* _Potongan Dokumen_:
□ □ □

Thursday, September 08, 2011

Singkil Nopember 2005 (5)

Jam dua belas tengah malam kami meninggalkan kota Singkil menuju Medan. Segar karena puas beristirahat dan tidur, Anto menyupir dengan penuh percaya diri. Kota Singkil sedang nyenyak tertidur dalam genangan air pasang ketika kemi melintasi tugu kota menuju ke jalan lintas. Saya dan Juanto memilih untuk tidur. Perjalanan diperkirakan akan makan waktu sekitar lima sampai enam jam.

Nyaris sepanjang perjalanan saya tidur, dan terbangun saat mobil parkir di depan sebuah warung kopi di Kabanjahe. Hanya mengenakan sepotong kemeja tipis tanpa jaket, udara dingin pegununungan menusuk tulang membuat gigi gemeletuk. Buru-buru saya masuk ke warung kopi untuk bergabung dengan Juanto dan Anto. Udara di dalam lebih hangat.

Di luar, orang lalu lalang dalam jaket tebal. Kegiatan-kegiatan sudah mulai sejak dinihari di sini. Sayur dan buah sedang dimuat ke dalam sebuah pikup untuk dikirim ke Medan. Di seberang jalan, sebuah truk sedang dimuat dengan berbagai hasil pertanian. Terletak di dataran tinggi Karo, Kabanjahe bersama dengan Brastagi merupakan salah satu daerah penghasil sayur dan buah di Sumatera. Dinginnya menyamai Takengon dan Bukittinggi. Kabut menutupi lereng bukit, menghalangi pemandangan ke pemukiman penduduk di bawah sana. Lampu-lampu jalan nampak temaram, dengan orang-orang lalu lalang membentuk bayangan dalam ketebalan kabut putih. Hari sudah jam empat pagi.

□ □ □

* _Catatan yang Disediakan_:
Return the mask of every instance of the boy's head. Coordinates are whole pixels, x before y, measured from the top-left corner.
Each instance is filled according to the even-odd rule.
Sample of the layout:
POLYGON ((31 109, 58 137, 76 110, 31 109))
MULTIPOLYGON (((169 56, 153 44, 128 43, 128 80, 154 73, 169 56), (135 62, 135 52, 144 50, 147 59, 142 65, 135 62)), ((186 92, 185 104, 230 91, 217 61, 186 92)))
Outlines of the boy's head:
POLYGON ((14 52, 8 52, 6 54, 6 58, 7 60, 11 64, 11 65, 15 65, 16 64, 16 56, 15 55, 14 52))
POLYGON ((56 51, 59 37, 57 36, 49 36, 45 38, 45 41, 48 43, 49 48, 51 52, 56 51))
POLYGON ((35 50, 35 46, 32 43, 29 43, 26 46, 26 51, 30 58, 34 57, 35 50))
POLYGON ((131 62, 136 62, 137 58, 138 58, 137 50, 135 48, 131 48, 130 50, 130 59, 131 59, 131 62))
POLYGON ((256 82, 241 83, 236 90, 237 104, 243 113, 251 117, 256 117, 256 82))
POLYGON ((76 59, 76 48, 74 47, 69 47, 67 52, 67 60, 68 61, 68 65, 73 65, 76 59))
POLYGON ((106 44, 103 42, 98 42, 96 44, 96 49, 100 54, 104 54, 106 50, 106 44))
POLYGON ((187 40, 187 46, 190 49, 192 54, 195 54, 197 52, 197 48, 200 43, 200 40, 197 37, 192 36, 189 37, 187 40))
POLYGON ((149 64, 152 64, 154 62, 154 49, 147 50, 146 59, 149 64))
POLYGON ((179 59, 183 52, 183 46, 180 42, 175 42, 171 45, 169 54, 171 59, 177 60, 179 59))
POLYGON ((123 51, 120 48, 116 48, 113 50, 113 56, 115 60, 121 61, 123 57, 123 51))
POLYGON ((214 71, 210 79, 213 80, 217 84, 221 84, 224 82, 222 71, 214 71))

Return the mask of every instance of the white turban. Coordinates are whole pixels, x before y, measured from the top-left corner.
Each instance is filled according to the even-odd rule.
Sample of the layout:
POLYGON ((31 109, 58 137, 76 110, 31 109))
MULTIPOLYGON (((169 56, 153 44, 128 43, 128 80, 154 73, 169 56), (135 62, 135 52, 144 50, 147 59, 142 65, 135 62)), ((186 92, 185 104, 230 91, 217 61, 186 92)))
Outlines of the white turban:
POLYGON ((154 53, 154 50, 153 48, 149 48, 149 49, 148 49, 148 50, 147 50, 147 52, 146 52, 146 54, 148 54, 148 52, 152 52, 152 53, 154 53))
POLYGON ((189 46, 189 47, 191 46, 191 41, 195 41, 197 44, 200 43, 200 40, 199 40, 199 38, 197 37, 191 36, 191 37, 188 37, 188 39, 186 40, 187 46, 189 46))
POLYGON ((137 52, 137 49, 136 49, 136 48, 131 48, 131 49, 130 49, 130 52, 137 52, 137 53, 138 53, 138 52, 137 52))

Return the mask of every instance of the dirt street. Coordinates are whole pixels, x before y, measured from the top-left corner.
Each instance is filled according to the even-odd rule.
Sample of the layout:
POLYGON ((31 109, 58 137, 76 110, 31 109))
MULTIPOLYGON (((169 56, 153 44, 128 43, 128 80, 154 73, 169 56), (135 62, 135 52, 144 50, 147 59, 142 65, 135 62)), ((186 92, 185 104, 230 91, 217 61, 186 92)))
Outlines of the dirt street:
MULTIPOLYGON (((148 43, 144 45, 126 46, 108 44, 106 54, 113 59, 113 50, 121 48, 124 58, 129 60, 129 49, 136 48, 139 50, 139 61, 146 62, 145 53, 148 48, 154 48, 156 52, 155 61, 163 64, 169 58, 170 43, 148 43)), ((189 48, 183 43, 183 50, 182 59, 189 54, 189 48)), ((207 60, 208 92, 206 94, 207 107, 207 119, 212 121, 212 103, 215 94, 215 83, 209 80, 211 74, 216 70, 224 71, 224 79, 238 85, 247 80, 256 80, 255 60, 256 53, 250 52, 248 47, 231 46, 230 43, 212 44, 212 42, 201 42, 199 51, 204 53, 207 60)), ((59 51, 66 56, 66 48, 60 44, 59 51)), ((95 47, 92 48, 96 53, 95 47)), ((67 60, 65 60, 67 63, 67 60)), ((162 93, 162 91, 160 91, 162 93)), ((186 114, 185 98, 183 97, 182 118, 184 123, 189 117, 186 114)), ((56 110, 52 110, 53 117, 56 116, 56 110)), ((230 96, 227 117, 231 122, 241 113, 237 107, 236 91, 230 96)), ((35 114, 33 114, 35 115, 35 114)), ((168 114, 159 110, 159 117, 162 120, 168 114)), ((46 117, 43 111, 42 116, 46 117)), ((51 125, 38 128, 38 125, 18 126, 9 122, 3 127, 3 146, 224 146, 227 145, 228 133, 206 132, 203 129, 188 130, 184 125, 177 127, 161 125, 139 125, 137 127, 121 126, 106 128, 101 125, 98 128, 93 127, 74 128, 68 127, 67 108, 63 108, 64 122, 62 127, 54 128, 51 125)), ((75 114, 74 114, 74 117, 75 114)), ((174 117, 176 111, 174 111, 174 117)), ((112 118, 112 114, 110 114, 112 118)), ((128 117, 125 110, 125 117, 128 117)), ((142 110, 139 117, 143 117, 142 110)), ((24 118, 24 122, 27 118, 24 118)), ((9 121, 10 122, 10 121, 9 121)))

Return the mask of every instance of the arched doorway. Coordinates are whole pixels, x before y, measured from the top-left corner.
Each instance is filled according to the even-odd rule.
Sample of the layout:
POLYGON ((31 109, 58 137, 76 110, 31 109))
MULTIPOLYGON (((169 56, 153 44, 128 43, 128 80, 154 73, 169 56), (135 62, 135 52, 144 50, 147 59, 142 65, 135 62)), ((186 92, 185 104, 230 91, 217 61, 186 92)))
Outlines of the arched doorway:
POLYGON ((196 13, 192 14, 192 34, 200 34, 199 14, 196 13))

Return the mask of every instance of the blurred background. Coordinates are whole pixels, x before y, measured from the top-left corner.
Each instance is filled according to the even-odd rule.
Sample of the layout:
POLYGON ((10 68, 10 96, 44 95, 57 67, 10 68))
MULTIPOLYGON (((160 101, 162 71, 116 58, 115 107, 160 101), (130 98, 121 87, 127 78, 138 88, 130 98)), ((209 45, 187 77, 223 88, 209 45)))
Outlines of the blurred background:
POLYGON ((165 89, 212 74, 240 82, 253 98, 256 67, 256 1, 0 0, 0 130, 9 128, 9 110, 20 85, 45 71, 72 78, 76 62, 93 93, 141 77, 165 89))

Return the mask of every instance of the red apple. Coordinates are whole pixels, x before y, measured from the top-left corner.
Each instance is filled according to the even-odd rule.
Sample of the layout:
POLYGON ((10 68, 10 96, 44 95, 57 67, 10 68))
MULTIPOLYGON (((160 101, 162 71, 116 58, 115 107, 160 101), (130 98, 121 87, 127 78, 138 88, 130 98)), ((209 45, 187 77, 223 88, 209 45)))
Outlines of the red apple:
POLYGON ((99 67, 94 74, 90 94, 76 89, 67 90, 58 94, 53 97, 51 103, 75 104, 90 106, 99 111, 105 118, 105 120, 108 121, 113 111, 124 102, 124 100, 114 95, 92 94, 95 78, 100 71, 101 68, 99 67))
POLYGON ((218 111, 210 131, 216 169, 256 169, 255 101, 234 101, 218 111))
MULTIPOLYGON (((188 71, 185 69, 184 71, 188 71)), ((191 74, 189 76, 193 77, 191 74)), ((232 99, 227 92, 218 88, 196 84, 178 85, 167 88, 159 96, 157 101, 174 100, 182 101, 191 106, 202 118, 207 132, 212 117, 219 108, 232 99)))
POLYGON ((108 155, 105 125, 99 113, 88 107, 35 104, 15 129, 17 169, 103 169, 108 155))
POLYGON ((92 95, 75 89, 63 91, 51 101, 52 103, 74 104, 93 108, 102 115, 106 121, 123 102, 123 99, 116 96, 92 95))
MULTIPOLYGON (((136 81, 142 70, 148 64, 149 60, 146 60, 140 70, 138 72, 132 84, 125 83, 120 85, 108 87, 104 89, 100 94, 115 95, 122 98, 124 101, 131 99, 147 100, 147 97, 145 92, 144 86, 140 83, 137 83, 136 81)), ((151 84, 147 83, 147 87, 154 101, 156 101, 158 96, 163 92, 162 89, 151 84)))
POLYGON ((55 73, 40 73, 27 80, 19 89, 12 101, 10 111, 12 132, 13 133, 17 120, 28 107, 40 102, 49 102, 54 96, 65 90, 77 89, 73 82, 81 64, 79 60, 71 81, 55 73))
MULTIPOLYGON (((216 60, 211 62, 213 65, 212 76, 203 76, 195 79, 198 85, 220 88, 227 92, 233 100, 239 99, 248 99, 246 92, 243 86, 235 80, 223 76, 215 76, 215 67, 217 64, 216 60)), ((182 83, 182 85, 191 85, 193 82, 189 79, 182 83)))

□ □ □

* _Tugas yang Dikerjakan_: Bisakah Anda melanjutkan kisah perjalanan dari Singkil ke Medan itu, dimulai dari titik ia terhenti? Catatan tersebut tidak ada kaitannya dengan kisah perjalanan dari Singkil ke Medan.

* _Jawaban Latihan_:
Selesai sarapan, kami berjalan-jalan menyusuri jalan yang mulai terang. Kenderaan mulai ramai melintas. Truk berukuran sedang, pikup-pikup bermuatan sayur, oplet-oplet berisi penumpang, dan minubus L-300 yang meluncur kencang dari arah Aceh. Disubuah tikungan kami berhenti, dan mampir di salah satu kios-kios penjual jagung rebus. Dari sini pemandangan luar biasa ke arah bawah. Lapisan kabun tipis menutupi puncak pepohonan, lampu-lampu redup dari rumah-rumah penduduk, langit yang mulai memerah karena cahaya matahari pagi yang sebentar lagi akan muncul. Di depan warung, penjual jagung rebus sedang mencuci jagung rebus sisa semalam yang tidak habis terjual, untuk direbus kembali. Makanan siaran ulang yang separuh basi. Kami harus berhati-hati kalau ingin membeli jagung di sini.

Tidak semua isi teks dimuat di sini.